State v. Brown
95 N.E.3d 962
Ohio Ct. App.2017Background
- In October 2015 Brown was indicted for aggravated robbery (with a 3-year firearm specification), tampering with evidence (with a 1-year firearm specification), and having a weapon while under disability; he pled not guilty and proceeded to mixed jury/bench trials.
- Victim Maurice Moxley (a concealed-carry permit holder) and his girlfriend Chalice Corvi identified Brown as the man in their car who pointed a gun and fired; police later found Corvi’s cracked-screen cell phone on Brown and gunpowder residue on his hands.
- Brown at first denied involvement, later admitted being inside the vehicle but denied using a gun; he submitted to a polygraph which the examiner reported as deceptive on the question of pointing a gun.
- Jury convicted Brown of aggravated robbery and tampering with evidence (both with specifications); the court convicted him of having a weapon while under disability; aggregate sentence of seven years imposed.
- Post-trial Brown moved for a new trial, arguing the State failed to disclose that Moxley had, before his testimony, been convicted of receiving stolen property; the trial court denied the motion and Brown appealed.

• [Data block]:

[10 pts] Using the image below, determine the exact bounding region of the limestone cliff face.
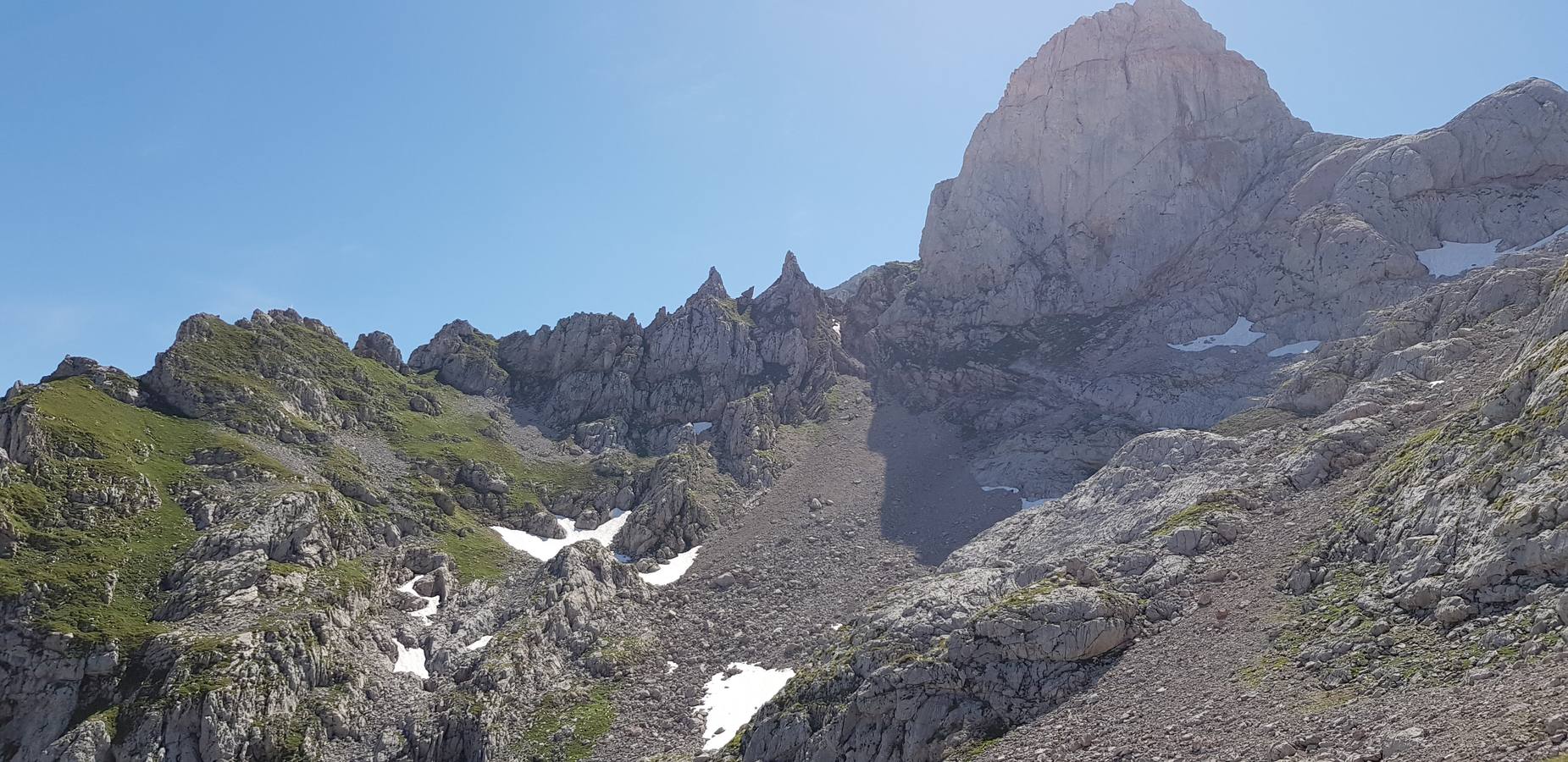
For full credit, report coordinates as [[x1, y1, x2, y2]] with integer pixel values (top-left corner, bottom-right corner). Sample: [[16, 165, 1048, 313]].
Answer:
[[878, 0, 1568, 362], [884, 0, 1310, 351], [409, 254, 859, 473], [844, 0, 1568, 495]]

• [What to do]: Continue the State v. Brown case summary above from its last sentence.

• [Answer to this task]:
Issues
| Issue | Plaintiff's Argument (State) | Defendant's Argument (Brown) | Held |
|---|---|---|---|
| Sufficiency of evidence for having a weapon while under disability (R.C. 2923.13(A)(2)) | Juvenile adjudication stipulated by parties sufficed to prove the disability element | Hand (2016) reasoning should bar use of juvenile adjudication to establish disability because juvenile adjudications lack jury trial protections | Conviction sustained: court distinguished Hand and held statute’s alternative-language permits using juvenile adjudication as an element; sufficient evidence existed |
| Manifest weight challenge to aggravated robbery & tampering convictions | Witness IDs, recovered phone, GSR, and polygraph corroborated conviction | Witnesses not credible; mainly circumstantial evidence | Affirmed: jury’s credibility determinations reasonable; evidence did not weigh heavily against verdict |
| Jury instruction on polygraph evidence | Given instruction allowed use for credibility only and tracked accepted practice | Trial court failed to use Souel verbatim; claimed plain error | No plain error: instruction consistent with Souel’s holding and prior Tenth District precedent |
| Motion for new trial (Brady / newly discovered impeachment) re: Moxley’s conviction | Non-disclosure not material; State offered records check and Brown declined; conviction not likely to change outcome | Failure to disclose Moxley’s receiving-stolen-property conviction deprived Brown of impeachment evidence and warrants new trial | Denied: trial court did not abuse discretion under Crim.R.33 or R.C.2945.79; evidence not material enough to undermine confidence in verdict |
Key Cases Cited
- State v. Hand, 73 N.E.3d 448 (Ohio 2016) (held juvenile adjudications cannot be treated as adult convictions to enhance sentence under R.C.2901.08)
- Apprendi v. New Jersey, 530 U.S. 466 (2000) (facts increasing penalty—other than prior convictions—must be submitted to a jury and proved beyond a reasonable doubt)
- Alleyne v. United States, 570 U.S. 99 (2013) (reaffirmed that facts increasing mandatory minimums are elements requiring jury finding)
- United States v. Gaudin, 515 U.S. 506 (1995) (jury must determine every element of the offense beyond a reasonable doubt)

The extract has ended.